Locate the line that contains "the photo below." in the entries below. Retype it and all following lines through the final one, character for character.
* * *
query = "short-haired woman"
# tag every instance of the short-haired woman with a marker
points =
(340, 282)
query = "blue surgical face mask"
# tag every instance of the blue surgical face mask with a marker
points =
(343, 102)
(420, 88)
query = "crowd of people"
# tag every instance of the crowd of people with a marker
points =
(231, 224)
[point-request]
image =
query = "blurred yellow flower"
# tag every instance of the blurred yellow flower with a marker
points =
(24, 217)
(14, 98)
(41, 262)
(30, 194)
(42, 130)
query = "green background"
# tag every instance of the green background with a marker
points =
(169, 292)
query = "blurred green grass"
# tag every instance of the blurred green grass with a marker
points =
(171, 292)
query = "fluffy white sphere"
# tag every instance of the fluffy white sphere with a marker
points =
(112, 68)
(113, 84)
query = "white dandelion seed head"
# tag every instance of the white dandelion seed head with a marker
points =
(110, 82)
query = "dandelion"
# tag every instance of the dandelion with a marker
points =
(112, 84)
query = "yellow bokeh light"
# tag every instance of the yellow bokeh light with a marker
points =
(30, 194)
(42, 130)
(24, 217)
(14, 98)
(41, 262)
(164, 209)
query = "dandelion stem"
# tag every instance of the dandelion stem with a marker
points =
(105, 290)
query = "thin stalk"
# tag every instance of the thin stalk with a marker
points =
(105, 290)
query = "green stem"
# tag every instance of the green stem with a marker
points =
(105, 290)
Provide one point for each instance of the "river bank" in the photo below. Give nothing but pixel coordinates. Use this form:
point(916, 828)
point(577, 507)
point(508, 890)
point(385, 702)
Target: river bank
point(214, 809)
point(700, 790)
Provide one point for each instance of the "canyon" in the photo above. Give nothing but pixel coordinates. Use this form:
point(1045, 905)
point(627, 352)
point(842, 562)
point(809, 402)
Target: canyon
* * *
- **Full output**:
Provide one point for each instance of the "river bank" in the photo below. Give nothing but pixel coordinates. Use this form:
point(916, 828)
point(577, 507)
point(508, 890)
point(385, 702)
Target: river bank
point(214, 809)
point(700, 790)
Provide one point for each instance of the "canyon" in the photo above. Give nothing but pixel coordinates. Use this form:
point(1045, 905)
point(627, 352)
point(842, 562)
point(809, 402)
Target: canyon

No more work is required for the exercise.